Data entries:
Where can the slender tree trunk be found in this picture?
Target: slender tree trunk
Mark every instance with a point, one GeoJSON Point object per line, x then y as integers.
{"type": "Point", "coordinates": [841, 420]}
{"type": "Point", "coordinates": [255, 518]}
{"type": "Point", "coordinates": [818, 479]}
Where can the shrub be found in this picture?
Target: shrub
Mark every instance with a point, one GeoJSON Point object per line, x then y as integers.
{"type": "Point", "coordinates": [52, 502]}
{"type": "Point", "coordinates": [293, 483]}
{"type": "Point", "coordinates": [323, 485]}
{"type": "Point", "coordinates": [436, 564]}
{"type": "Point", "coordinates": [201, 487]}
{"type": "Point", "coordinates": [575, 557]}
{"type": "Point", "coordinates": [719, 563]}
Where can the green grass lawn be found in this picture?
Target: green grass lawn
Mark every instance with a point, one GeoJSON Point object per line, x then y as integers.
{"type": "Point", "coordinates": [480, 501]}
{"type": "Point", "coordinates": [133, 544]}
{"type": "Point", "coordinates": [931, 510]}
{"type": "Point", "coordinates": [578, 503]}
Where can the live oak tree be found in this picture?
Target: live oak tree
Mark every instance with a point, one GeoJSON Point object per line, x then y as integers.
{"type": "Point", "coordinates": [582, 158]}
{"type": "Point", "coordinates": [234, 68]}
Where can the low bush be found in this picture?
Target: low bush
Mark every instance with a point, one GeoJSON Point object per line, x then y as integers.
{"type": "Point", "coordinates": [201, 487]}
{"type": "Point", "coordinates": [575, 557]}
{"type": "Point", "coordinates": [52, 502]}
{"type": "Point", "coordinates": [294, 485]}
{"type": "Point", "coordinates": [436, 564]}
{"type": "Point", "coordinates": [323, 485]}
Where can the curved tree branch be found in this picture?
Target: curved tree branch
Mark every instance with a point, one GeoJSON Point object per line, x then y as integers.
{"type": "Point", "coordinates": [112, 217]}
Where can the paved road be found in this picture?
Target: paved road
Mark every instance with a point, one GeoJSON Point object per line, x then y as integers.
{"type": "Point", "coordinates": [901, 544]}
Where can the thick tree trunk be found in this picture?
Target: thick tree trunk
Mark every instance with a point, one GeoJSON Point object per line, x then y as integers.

What needs to be done
Write down again, exactly as given, only the lines above that fall from the line with "Where can the curved" to the line with "Target: thick tree trunk", inclusive.

Output of the task
Where can the curved tree branch be found in this picture?
Target: curved tree branch
Mark every instance with a point, one GeoJSON Point object per line, x then y as integers.
{"type": "Point", "coordinates": [112, 217]}
Where can the paved road be found in this picture?
Target: paved road
Mark every instance with a point, one GeoJSON Point object per line, x then y as integers.
{"type": "Point", "coordinates": [901, 544]}
Where can the thick tree trunk be found in this picture?
Target: thick tree trunk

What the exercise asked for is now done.